▶ **Work request**: Search the material for the string "painted" and reply with how many lines contain it, nothing else.

▶ **Task input**:
------------------------
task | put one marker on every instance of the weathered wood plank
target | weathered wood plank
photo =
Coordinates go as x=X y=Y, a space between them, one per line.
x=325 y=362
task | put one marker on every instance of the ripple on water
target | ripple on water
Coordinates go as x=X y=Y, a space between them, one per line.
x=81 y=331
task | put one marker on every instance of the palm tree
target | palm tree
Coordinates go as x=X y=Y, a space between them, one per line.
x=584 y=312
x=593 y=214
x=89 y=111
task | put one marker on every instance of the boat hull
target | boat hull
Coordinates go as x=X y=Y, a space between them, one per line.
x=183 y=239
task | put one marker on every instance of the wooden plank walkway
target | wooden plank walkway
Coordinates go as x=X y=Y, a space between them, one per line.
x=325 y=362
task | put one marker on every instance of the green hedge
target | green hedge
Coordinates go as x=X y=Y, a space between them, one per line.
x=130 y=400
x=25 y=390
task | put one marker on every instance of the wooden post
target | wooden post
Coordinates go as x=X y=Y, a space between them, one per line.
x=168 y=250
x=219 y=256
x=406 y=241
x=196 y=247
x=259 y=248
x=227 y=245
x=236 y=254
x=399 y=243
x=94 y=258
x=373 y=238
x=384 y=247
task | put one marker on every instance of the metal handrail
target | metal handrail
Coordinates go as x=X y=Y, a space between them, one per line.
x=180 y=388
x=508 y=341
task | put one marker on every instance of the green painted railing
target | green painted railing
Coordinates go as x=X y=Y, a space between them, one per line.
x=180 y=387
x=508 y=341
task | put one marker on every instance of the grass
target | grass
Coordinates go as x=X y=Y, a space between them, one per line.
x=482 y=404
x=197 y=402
------------------------
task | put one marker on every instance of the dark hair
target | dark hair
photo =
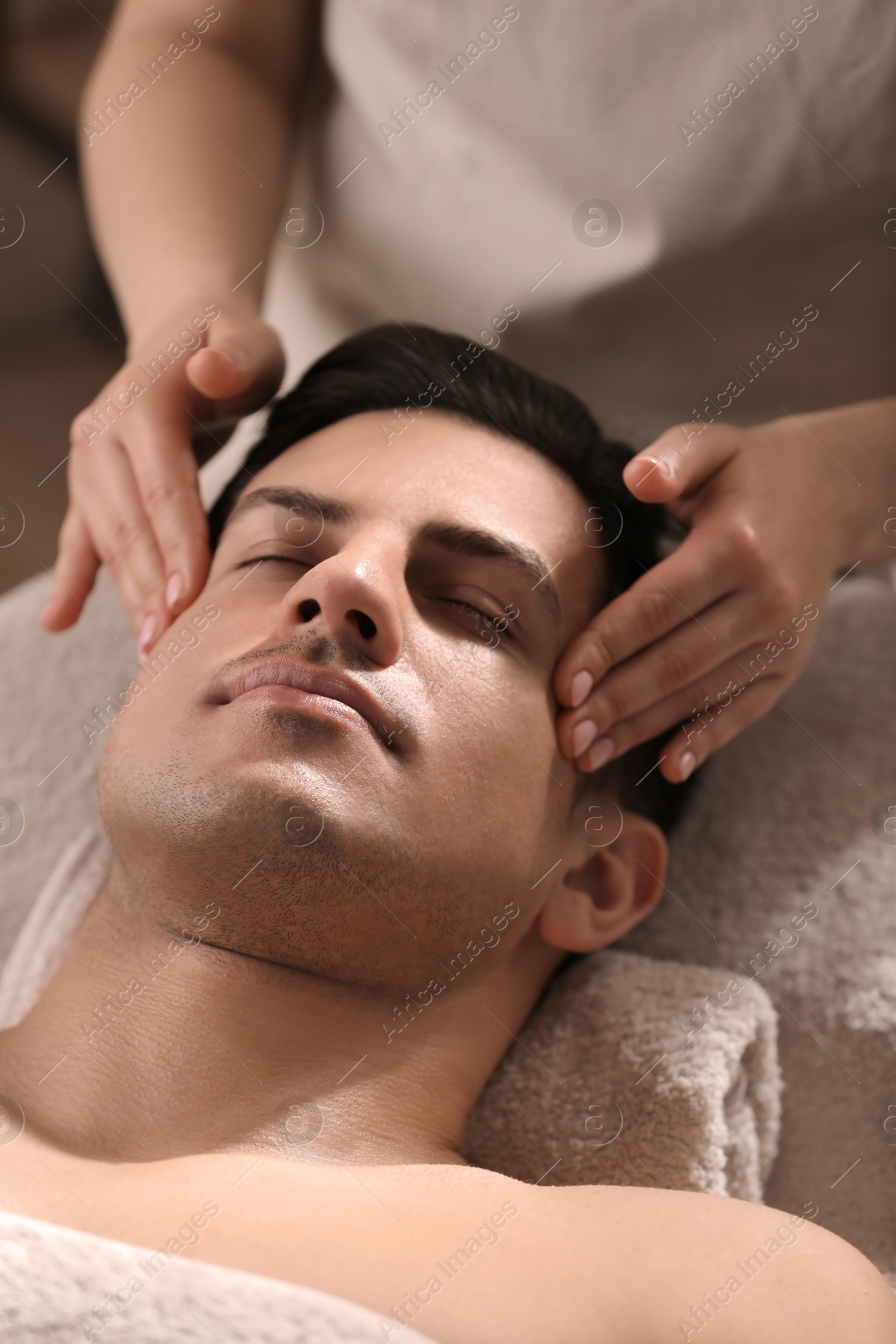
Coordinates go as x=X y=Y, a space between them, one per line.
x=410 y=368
------------------------
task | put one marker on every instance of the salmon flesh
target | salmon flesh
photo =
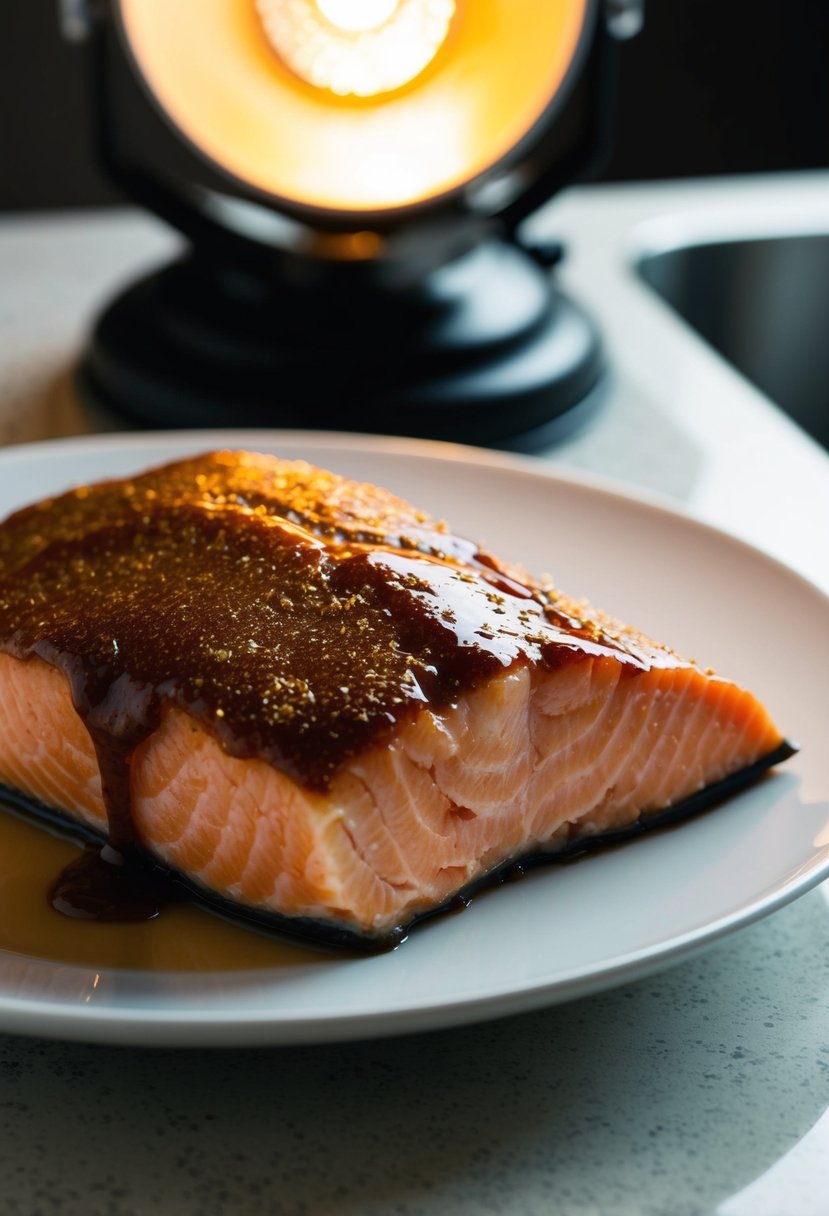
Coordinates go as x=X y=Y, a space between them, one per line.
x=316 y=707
------------------------
▶ **Solved exercise**: 2